友情出演で出演してもらうわけじゃないので、
番組がホントに人気にならないと
番宣でも出てくれないわけですから。
SMAPと仲がよかったからこそ、
「仲のいい関係」というだけで
出てもらいたくなかったので。
糸井
いいね! って言われたいもんね。
で、鈴木さんの活躍するフィールドは
テレビっていう世界に山ほどあった?
鈴木
ラジオから出て、テレビにありましたね。
80年代のバブルはもう弾けていましたけど、
テレビは、なんなら90年代が
一番元気だったんじゃないでしょうか。
糸井
ああ、そうかもしれないです。
新しいものも生むし、
前からあるもので
お客さんもちゃんとつかんでいたし。
鈴木
テレビ制作もその頃に進化しましたね。
テロップの入れ方から何から、
90年代の中盤ぐらいから2000年代初頭までに
進化をしたんだと思います。
つまり、若い人がテレビを観ていたのが、
そのくらいまでなんだと思うんですね。
糸井
テレビがあまりにも大きい存在になったおかげで、
他のことを考えなくてよかったんでしょうね。
よその国ではどうなっているんだろうとか
気にしなくても済んでいたわけです。
鈴木
テレビがエンターテインメントの王様である時代が
日本では長すぎたのかもしれません。
それもあって、配信コンテンツに対して
遅れをとった現状があるのかなって思いますけど。
糸井
同時にさ、テレビの人気が長すぎたことで、
「それはあってもいいや」っていうものを受け入れる
飲み込み力があったのかもね。
たとえば、ダウンタウンのお笑いが
テレビっていうレベルで
みんなのものになるなんて想像できなかったもん。
鈴木
そうですね。
糸井
それまでは、やすしきよしの時代ですよね。

[提供データ]:
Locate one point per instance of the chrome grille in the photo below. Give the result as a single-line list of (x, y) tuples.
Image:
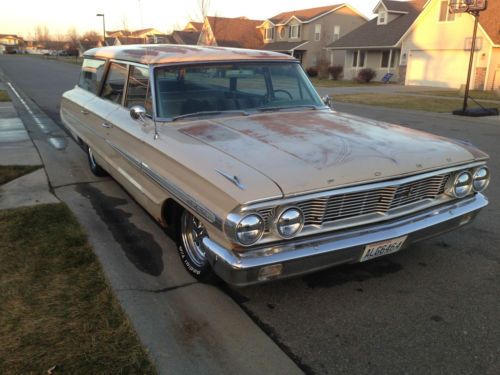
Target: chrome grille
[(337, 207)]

[課題の内容]:
テレビの全盛期をめぐる対談を、最後の発言の後から書き進めてください。

[演習結果]:
そこから吉本興業の養成学校を出たダウンタウンが
「なにそれ、おもしろいの?」って
言われてもおかしくないような芸風を
テレビに広めていったわけですから。
鈴木
ほんと、独特な文化ですよね。
特にダウンタウンとSMAPという存在が
90年代のクラッシュ&ビルドだと思うんです。
テレビはあの時代にイノベーションが起きたから、
今もテレビの影響力がデカいんじゃないでしょうか。
糸井
松本さんは、まだ自分のイノベーションを考えるよね。
鈴木
新しいものをつくり続けて、
テレビというものをホントに大事にされていますよね。
もちろん、ほかのこともやるんですけど。
糸井
テレビは死んでへんでっていうのを、
ずーっと言い続けている気がする。
それでテレビのある一部分は延命しているんだけど、
全体として、テレビっていうもののパワーが
だんだんと弱くなっていますよね。
鈴木
もう、それはどう考えたってそうですよね。

糸井
それと同時に、放送作家っていう建前はあるけど、
鈴木さん自身がテレビ以外の仕事をやったり、
テレビとの付き合い方が変わってくるプロセスって、
どんなものにしたいのかな?
鈴木
ぼくは、29歳で放送作家10年だったんですよ。
糸井
10年で、けっこうやりつくした感があるでしょ?
鈴木
けっこうやってましたね。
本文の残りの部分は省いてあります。